*SET TASK A*:
Return every line of the records that contains the word "jersey".

===== EXTRACTED TEXT

Back at the 2nd Time Around Shop, April tells the Turtles that Stockgen has built another Turtle Tracker and that only she can retrieve it. The Turtles are reluctant to let her go alone, but concede they have no choice but to trust her resourcefulness.
Disguising herself and sneaking into the secure sectors with her stolen pass card, she spots Chet having a discussion with one of the Stone Warriors and grows ever more suspicious. She retrieves the Turtle Tracker from its hiding place, but the Stone Warrior notices she isn’t supposed to be in the sector and confronts her. April runs to hide in a top secret lab, passing by the failed experiment cylinder that now looks like its contents have escaped. April also passes by several vials of glowing green ooze and pockets one. The Stone Warrior catches up with her and April has to think quickly to escape. Dislodging an exhaust hose, she blasts the Stone Warrior with smoke and makes a break for it. The Stone Warrior is about to give chase, when the rather spiky escaped experiment beats him to a pulp.

==========
===== TASK INPUTS

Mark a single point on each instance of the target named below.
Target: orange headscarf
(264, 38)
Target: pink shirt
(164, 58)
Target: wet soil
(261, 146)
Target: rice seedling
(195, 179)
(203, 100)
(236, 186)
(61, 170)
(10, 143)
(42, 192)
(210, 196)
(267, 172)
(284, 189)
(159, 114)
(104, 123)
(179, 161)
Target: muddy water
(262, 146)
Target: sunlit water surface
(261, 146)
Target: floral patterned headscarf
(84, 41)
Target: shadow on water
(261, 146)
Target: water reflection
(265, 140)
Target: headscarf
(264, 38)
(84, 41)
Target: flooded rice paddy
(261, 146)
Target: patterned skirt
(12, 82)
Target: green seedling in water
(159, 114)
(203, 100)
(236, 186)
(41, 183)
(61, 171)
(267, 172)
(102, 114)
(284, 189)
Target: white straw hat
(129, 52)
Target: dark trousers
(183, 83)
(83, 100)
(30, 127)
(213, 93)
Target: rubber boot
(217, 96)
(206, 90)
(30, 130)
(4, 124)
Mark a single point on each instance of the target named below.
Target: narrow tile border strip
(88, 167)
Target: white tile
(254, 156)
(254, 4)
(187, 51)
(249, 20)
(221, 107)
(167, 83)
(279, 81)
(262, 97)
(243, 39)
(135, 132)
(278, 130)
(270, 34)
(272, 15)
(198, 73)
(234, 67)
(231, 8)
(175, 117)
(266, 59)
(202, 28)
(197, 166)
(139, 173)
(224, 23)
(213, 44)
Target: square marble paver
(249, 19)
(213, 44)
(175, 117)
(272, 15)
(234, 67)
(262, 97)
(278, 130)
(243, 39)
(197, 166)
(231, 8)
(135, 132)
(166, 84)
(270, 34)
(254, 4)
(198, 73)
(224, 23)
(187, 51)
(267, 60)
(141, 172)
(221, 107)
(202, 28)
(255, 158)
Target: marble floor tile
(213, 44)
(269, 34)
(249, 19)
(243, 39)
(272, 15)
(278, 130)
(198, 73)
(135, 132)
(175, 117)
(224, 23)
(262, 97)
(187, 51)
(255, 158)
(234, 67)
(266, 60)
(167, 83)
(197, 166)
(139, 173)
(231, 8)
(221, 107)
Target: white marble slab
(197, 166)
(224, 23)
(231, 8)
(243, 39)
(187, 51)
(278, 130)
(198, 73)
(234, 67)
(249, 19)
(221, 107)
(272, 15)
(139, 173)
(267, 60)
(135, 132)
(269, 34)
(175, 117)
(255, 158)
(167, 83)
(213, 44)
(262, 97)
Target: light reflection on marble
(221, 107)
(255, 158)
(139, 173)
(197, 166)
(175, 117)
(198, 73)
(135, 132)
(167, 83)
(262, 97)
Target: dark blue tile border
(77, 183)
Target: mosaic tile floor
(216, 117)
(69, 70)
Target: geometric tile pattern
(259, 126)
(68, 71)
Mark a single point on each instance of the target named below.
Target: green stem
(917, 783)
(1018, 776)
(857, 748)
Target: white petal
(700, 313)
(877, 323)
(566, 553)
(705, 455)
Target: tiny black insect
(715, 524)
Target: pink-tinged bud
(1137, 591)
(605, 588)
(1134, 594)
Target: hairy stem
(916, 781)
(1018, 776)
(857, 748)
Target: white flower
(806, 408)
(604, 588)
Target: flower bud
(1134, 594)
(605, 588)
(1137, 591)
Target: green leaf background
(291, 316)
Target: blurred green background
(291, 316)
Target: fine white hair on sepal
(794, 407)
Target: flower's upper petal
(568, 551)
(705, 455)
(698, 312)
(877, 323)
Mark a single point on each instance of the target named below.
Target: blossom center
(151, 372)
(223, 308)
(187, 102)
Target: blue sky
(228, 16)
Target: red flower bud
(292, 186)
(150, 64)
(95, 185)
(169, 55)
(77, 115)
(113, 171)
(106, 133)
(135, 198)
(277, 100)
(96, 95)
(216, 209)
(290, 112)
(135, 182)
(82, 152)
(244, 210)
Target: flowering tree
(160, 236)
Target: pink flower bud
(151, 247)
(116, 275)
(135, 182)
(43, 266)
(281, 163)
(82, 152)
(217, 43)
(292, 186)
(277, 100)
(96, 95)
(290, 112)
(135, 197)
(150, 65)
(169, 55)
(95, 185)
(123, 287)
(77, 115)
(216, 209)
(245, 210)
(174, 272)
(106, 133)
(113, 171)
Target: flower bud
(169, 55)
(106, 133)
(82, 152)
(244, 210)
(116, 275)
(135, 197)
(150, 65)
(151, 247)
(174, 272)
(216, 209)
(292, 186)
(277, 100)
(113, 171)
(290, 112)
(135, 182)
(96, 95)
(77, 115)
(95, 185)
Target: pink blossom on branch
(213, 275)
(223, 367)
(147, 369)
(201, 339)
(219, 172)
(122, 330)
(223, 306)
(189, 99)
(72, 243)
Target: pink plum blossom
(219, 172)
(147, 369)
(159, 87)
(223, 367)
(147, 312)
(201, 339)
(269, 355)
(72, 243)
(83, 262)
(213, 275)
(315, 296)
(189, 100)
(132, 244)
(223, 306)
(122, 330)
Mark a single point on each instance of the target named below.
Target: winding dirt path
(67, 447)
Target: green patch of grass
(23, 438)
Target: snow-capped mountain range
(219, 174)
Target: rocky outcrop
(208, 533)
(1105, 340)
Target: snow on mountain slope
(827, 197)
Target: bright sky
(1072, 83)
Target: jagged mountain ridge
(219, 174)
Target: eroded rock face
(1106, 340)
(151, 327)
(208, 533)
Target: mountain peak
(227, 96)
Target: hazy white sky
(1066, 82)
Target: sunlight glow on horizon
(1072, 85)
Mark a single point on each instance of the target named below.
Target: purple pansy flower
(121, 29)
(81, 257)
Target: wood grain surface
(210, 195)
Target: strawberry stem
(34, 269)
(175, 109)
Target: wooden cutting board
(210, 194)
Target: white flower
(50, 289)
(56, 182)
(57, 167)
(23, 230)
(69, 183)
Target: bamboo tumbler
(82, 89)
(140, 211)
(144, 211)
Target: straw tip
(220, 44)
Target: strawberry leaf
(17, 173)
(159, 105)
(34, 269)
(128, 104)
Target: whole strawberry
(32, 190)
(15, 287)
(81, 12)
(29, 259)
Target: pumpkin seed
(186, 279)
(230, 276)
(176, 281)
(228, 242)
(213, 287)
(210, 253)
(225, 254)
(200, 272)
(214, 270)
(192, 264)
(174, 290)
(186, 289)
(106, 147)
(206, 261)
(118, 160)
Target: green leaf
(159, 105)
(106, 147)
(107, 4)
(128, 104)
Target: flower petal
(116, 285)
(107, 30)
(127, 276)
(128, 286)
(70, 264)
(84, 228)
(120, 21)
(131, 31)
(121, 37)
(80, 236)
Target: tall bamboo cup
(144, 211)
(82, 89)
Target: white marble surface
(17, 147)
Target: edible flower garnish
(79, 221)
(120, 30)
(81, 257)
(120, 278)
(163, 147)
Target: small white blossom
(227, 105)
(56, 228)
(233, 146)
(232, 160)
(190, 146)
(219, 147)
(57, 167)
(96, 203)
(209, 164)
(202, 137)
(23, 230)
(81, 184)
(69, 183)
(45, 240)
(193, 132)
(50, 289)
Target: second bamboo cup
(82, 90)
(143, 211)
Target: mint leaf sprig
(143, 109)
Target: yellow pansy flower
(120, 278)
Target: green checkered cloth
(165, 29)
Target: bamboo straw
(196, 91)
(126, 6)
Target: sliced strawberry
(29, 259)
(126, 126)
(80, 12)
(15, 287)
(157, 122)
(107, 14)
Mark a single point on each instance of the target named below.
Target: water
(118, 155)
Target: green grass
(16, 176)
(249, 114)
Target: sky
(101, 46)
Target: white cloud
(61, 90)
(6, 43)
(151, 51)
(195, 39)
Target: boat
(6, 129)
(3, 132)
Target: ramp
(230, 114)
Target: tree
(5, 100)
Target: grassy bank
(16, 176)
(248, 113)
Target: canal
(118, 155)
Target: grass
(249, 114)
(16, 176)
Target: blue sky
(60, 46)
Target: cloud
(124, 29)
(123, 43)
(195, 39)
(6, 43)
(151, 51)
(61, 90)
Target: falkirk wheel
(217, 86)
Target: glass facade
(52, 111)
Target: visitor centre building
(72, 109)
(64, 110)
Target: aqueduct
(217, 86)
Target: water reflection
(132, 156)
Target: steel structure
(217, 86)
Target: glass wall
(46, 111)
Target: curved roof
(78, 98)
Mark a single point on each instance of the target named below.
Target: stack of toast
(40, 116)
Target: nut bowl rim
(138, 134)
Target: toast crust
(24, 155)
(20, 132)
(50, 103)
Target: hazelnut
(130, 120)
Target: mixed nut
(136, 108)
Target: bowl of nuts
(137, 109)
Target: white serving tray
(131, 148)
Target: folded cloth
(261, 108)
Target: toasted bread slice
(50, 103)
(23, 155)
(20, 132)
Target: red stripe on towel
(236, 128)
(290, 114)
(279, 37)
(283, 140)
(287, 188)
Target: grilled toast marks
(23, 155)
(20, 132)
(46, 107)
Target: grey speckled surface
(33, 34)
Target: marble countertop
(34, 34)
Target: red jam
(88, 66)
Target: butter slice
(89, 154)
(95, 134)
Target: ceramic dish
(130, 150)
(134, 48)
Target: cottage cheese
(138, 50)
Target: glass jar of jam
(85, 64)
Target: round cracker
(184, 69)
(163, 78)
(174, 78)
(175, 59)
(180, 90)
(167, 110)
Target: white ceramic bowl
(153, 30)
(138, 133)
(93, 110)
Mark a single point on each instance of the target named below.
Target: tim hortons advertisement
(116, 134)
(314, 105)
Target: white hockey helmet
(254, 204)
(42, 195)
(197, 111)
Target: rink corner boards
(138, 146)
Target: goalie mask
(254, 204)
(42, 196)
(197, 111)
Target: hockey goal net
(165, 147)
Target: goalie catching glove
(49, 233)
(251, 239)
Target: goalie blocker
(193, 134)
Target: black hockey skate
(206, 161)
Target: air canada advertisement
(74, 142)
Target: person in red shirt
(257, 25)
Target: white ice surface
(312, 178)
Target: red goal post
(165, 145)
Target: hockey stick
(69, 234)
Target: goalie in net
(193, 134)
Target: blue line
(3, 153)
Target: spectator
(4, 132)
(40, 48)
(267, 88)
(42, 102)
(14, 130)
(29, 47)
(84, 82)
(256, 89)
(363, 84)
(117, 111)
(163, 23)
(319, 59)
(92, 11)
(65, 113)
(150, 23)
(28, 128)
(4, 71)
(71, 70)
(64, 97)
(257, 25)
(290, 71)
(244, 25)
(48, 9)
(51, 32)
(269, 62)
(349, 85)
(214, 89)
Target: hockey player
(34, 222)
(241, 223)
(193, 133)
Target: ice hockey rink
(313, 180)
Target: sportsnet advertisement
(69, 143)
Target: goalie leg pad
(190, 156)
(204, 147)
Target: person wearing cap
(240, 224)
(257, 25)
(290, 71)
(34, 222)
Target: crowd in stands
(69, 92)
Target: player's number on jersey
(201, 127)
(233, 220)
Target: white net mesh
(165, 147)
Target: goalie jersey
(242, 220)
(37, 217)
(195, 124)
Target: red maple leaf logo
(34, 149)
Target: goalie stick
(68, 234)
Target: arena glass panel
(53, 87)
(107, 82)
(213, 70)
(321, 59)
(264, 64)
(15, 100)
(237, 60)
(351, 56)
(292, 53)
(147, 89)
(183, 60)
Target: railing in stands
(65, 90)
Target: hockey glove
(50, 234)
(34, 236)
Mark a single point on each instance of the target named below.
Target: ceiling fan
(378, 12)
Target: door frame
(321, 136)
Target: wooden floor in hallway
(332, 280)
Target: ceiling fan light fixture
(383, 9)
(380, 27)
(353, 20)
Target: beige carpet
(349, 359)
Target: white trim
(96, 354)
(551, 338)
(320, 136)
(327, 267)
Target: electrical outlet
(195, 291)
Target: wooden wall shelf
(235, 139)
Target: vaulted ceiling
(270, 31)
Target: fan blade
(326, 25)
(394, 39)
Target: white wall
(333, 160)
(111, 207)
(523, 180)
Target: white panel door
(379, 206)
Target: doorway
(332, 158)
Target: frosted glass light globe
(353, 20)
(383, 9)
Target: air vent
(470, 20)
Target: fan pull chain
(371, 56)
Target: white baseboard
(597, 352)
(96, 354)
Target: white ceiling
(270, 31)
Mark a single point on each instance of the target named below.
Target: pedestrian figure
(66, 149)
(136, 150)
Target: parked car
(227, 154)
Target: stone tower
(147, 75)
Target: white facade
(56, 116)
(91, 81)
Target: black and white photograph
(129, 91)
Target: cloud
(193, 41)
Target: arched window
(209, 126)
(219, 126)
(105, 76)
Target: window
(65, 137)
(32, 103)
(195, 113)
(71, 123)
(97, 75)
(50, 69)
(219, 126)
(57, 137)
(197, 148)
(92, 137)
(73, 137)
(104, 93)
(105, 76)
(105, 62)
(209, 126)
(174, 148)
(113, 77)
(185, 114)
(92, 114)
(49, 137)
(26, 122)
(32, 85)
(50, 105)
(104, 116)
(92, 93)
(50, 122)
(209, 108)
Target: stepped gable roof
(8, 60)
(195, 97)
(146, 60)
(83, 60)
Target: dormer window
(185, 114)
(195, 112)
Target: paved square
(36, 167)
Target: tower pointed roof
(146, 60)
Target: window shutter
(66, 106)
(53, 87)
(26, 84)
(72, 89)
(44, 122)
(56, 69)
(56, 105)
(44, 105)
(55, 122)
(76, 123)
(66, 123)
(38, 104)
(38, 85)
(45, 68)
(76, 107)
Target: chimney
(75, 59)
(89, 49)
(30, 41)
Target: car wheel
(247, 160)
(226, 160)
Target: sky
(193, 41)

==========

*SET TASK B*:
Reproduce the entire story summary above, word for word.

*TASK OUTPUT A*:
Target: player's number on jersey
Target: goalie jersey

*TASK OUTPUT B*:
Back at the 2nd Time Around Shop, April tells the Turtles that Stockgen has built another Turtle Tracker and that only she can retrieve it. The Turtles are reluctant to let her go alone, but concede they have no choice but to trust her resourcefulness.
Disguising herself and sneaking into the secure sectors with her stolen pass card, she spots Chet having a discussion with one of the Stone Warriors and grows ever more suspicious. She retrieves the Turtle Tracker from its hiding place, but the Stone Warrior notices she isn’t supposed to be in the sector and confronts her. April runs to hide in a top secret lab, passing by the failed experiment cylinder that now looks like its contents have escaped. April also passes by several vials of glowing green ooze and pockets one. The Stone Warrior catches up with her and April has to think quickly to escape. Dislodging an exhaust hose, she blasts the Stone Warrior with smoke and makes a break for it. The Stone Warrior is about to give chase, when the rather spiky escaped experiment beats him to a pulp.